**EXTRACTED INFORMATION:**
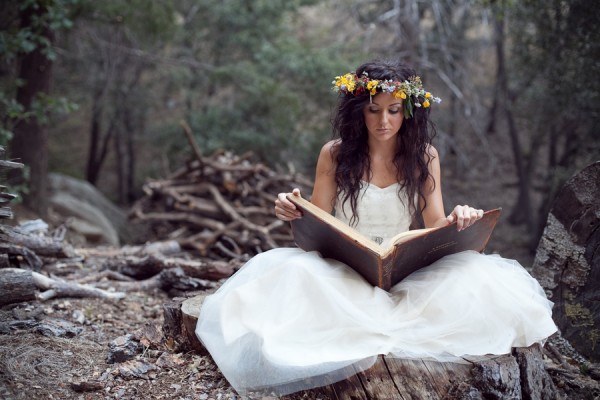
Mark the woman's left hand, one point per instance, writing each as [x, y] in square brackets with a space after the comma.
[464, 216]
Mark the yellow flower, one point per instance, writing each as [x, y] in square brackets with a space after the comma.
[372, 86]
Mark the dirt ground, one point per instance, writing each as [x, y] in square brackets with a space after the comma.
[74, 365]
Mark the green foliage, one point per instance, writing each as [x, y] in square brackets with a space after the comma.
[15, 39]
[555, 70]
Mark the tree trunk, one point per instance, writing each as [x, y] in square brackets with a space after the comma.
[522, 210]
[30, 142]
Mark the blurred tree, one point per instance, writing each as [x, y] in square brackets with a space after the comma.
[117, 43]
[254, 84]
[28, 31]
[550, 93]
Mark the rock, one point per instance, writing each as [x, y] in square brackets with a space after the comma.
[70, 206]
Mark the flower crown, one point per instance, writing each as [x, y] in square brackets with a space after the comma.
[411, 90]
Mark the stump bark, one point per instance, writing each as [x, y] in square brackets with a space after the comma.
[567, 262]
[520, 375]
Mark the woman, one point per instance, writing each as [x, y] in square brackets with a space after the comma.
[290, 320]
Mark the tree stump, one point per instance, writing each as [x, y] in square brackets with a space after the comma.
[567, 262]
[521, 374]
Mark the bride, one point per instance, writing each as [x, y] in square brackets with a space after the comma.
[290, 320]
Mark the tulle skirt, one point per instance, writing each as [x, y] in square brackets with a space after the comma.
[290, 320]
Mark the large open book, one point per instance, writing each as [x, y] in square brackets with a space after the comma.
[320, 231]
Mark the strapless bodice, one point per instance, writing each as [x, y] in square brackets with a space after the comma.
[381, 213]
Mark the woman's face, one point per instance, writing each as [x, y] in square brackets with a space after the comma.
[383, 116]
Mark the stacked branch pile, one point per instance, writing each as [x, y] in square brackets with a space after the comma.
[220, 206]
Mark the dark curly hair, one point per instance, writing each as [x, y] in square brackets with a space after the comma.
[351, 151]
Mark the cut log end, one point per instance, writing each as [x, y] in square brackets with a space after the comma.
[398, 378]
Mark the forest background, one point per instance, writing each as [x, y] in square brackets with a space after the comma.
[97, 89]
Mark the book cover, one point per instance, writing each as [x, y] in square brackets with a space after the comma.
[320, 231]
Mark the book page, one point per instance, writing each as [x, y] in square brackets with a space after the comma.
[339, 225]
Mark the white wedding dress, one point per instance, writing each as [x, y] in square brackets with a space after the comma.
[290, 320]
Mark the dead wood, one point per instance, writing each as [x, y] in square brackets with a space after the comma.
[41, 245]
[167, 279]
[16, 285]
[17, 255]
[59, 288]
[150, 265]
[220, 205]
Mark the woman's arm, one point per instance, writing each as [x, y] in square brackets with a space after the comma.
[433, 214]
[324, 190]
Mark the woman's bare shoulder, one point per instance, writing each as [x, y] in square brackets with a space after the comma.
[431, 152]
[331, 146]
[329, 151]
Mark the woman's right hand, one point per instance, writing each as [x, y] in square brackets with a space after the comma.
[285, 210]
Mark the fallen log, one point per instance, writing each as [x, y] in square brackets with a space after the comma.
[42, 246]
[168, 279]
[150, 265]
[18, 285]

**TASK OBJECTIVE:** Copy every line of the records above word for word, leaving the pictures out of your answer.

**WRITTEN SOLUTION:**
Mark the woman's left hand, one point per instance, writing each as [x, y] in square brackets with a space after the comma.
[464, 216]
Mark the yellow flower, one point per instance, writing each as [x, y] in square brackets with a space after the comma.
[372, 86]
Mark the dirt ground, one point per instance, writing each as [x, y] in square brackets with a space after the comma.
[74, 365]
Mark the green foliage, one point per instance, writing each as [x, y] in square brackets with a space after the comma.
[15, 39]
[555, 70]
Mark the tree trunk, one point per instance, writing each as [x, y] in square brackets with a space after the comma.
[522, 210]
[30, 142]
Mark the blurred tree, one point per instance, writing each as [x, y] in square brackets with a space after the comma.
[117, 43]
[254, 84]
[28, 31]
[550, 93]
Mark the rock, one point per instance, writing each as [x, y] in square brackets with a space after the comma.
[70, 206]
Mark the flower crown, one point per instance, writing each as [x, y] in square brackets with a space after the comma.
[411, 90]
Mark the stump bark, one point per instance, writing each as [x, y] in square brackets with a space after the comma.
[567, 262]
[520, 375]
Mark the woman, one point per instance, writing each as [x, y] in square brackets with a space after the comma.
[290, 320]
Mark the tree stump, one point per instance, writing each as [x, y] in square brackets with a space after the comma.
[567, 262]
[521, 374]
Mark the bride, one point per instance, writing each as [x, y] in square brackets with a space after the comma.
[290, 320]
Mark the tulle skirt, one point per instance, writing each as [x, y] in square brackets with a space after the comma.
[290, 320]
Mark the large open book, one point per instance, writing each as [x, y] in square brackets with a space after the comma.
[320, 231]
Mark the strapless bodice, one point per instance, writing each as [x, y] in square brackets with a space after the comma.
[381, 213]
Mark the woman's face, one point per instance, writing each as [x, y] in square brackets with a space after the comma.
[383, 116]
Mark the stacked branch pile, one point per instance, writing each as [x, y] in square brackets with a space after the comma.
[220, 206]
Mark the dark curly hair, one point per instance, writing each as [x, y] in square brackets with a space after the comma.
[351, 151]
Mark the cut log end, one point per instance, writing each as [x, y] in square brackets with a space after the comma.
[398, 378]
Mark the forest background, one point per instance, writing each as [x, y] in square brackets with a space after the comma.
[97, 89]
Mark the book cover, one point per instance, writing each as [x, y] in square brackets with a space after the comma.
[320, 231]
Mark the book page, one point per instance, writing each as [x, y] in square brackets with a space after the comma.
[339, 225]
Mark the white wedding dress, one point per instance, writing each as [x, y] in square brackets with a space after the comma.
[290, 320]
Mark the dead wood, one point per instance, writing each as [x, y] in square brackets with a space after the comma.
[41, 245]
[167, 279]
[16, 285]
[17, 255]
[59, 288]
[150, 265]
[220, 205]
Mark the woman's arm, one point per instance, writing each as [x, y] in square brackets with a space after the comma.
[433, 214]
[324, 190]
Mark the woman's bare shoulder, one point per instance, writing each as [x, y] in square brackets with a space after the comma.
[431, 152]
[331, 146]
[329, 151]
Mark the woman's right hand, one point per instance, writing each as [x, y] in square brackets with a space after the comma.
[285, 210]
Mark the fallen log, one point per instance, writing each as [x, y] in square brackets with a space after the comma.
[42, 246]
[168, 279]
[150, 265]
[18, 285]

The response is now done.